Using the Wyoming news digest, answer these:
1. What job did Jaime Olivas hold at the mine?
2. In what city was the children's hospital where Caiden Fedora died?
3. How much money does the second counterclaim against the city of Casper ask for?

> Passage provided
###

Wyoming Digest

Sep 29, 2017 From wire reports

Worker killed by falling coal

ROCK SPRINGS (AP) -- The federal Mine Safety and Health Administration is investigating the death of a worker at a southwestern Wyoming coal mine.

Representatives for the Bridger Coal Company and Rocky Mountain Power say Jaime Olivas was hit when a slab of coal suddenly came loose and fell from one of the walls in the underground mine Thursday afternoon.

Olivas, a mining equipment operator, was conscious and speaking when he was brought out of the mine but died on the way to a hospital in Rock Springs.

No other information was released.

Wyoming's coal industry has a good safety record overall.

Man convicted of killing 3-year-old

GILLETTE (AP) -- A jury has convicted a northern Wyoming man in the death of his girlfriend's 3-year-old son.

The Gillette News Record reported that 22-year-old Joseph Nielsen was found guilty Thursday of first-degree murder for the death of Caiden Fedora.

Prosecutors say Nielsen caused Caiden's brain injuries while he was baby-sitting the boy on Aug. 6, 2016. The boy died a few days later at a children's hospital in Aurora, Colorado.

According to court documents, Nielsen told investigators the boy jumped from a coffee table and fell over a plastic dollhouse.

But doctors said the boy's injuries -- including bruises, fractured ribs and a fractured jaw -- were caused by a much greater force.

Nielsen's sentencing date has not yet been set.

Families sue Casper over 2015 fire

CASPER (AP) -- Three families who lost homes or property in a 2015 fire have filed counterclaims against the city of Casper that allege it is liable for the blaze.

The three lawsuits come after the city requested a judge rule on whether the city is liable for the fire.

The 2015 fire originated in a Casper landfill and burned nearly 16 sq. miles (41 sq. kilometers) of land.

One counterclaim seeks $100,000 as compensation for damaged property.

The second asks for $68,661 and the third asks for an unspecified amount.

A report by fire investigators has determined that the fire was accidental.

The city's lawyer in the case, Jay Gilbertz, declined to comment on the counterclaims.

###

> Dataset excerpts
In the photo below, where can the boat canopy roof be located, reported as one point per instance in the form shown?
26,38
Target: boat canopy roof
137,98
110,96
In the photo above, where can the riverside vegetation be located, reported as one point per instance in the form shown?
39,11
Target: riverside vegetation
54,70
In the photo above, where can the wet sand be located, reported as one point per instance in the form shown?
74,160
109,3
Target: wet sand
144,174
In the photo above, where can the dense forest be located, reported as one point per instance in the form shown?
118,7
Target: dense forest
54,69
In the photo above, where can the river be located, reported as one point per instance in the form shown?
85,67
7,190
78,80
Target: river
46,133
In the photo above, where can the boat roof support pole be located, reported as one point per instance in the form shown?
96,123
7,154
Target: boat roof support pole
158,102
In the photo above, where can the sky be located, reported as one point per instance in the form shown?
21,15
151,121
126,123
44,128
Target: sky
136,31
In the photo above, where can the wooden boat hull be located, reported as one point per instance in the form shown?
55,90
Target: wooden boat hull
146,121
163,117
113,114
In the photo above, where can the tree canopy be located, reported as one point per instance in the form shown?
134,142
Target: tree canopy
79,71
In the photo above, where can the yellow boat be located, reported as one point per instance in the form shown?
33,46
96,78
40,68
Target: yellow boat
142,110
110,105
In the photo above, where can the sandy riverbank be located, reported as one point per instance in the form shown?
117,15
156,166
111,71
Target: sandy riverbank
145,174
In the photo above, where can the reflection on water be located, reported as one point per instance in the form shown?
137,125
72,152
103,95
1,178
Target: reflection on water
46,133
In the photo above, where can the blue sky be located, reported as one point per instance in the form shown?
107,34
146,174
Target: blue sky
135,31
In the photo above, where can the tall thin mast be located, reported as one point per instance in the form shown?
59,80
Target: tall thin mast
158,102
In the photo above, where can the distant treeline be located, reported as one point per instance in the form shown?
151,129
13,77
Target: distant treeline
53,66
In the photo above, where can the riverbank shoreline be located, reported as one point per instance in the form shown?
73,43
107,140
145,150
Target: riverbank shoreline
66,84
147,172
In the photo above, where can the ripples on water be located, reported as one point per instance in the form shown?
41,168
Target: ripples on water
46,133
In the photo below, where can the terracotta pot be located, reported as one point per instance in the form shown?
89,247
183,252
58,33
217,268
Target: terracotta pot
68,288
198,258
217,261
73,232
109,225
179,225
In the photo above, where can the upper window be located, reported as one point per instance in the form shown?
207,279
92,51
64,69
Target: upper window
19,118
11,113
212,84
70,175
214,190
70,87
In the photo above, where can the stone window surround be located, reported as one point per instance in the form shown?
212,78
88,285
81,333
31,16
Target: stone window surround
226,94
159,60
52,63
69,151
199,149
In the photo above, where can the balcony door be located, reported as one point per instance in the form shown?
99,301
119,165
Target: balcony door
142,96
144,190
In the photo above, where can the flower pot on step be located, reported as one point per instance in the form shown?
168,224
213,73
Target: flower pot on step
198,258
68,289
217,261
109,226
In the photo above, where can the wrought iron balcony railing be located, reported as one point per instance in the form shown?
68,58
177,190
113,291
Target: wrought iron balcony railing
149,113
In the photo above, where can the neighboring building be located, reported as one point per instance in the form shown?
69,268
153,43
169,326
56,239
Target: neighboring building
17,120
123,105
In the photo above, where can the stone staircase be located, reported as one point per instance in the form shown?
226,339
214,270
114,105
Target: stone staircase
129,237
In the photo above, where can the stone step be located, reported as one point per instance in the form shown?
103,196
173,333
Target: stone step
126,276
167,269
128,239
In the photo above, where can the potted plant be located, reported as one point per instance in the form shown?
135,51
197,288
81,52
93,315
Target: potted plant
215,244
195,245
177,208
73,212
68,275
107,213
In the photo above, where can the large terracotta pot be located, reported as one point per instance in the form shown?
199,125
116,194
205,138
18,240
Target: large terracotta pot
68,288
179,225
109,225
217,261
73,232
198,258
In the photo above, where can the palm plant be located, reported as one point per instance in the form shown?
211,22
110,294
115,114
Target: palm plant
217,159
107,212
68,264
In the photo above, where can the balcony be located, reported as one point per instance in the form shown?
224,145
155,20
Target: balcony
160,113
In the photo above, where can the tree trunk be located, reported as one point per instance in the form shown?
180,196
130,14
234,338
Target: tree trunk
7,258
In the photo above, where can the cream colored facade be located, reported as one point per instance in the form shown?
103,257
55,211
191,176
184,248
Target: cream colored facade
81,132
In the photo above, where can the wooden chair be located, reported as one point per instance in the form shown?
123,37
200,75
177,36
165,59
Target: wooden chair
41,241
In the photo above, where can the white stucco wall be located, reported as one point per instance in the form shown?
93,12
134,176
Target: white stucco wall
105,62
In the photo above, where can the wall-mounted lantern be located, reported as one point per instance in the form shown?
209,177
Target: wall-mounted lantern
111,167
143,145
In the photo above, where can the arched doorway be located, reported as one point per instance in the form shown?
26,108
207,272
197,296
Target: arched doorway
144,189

###

> Written response
1. Jaime Olivas was a mining equipment operator.
2. The children's hospital was in Aurora, Colorado.
3. The second counterclaim asks for $68,661.